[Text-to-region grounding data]
•••

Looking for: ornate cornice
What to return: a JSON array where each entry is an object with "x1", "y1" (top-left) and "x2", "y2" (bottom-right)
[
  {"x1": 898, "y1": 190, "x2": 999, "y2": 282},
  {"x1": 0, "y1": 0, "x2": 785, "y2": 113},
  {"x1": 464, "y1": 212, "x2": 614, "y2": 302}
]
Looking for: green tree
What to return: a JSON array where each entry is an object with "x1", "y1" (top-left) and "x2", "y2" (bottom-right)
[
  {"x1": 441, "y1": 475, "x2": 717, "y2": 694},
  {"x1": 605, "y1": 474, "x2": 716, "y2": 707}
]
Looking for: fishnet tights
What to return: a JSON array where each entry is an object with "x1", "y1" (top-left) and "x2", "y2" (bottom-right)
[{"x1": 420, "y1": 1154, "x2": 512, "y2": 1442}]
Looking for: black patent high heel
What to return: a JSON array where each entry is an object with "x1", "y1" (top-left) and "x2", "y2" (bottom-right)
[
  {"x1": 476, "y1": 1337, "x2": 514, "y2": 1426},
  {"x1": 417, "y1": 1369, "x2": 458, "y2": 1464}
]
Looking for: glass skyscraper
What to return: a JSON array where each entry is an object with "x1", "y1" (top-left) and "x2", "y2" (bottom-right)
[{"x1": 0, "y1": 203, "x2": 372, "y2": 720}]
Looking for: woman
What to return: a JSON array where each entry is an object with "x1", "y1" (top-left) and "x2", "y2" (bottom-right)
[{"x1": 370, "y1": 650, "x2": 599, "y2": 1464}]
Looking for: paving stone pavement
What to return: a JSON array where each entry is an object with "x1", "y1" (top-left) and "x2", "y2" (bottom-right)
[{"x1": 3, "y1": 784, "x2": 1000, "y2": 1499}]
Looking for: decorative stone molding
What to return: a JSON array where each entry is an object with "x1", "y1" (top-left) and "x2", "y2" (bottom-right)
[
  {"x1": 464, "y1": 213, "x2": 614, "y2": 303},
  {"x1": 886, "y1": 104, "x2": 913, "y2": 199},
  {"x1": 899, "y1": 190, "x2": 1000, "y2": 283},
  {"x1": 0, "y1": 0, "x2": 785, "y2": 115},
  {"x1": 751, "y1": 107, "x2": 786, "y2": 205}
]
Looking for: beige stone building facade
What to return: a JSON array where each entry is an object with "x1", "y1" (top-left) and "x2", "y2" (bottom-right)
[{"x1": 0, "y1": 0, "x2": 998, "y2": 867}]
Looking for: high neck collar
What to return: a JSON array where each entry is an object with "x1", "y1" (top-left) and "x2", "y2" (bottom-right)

•••

--- Directions ---
Search the data above and return each line in which "high" occurs.

--- Response below ---
Looking for: black patent high heel
Looking for: high neck collar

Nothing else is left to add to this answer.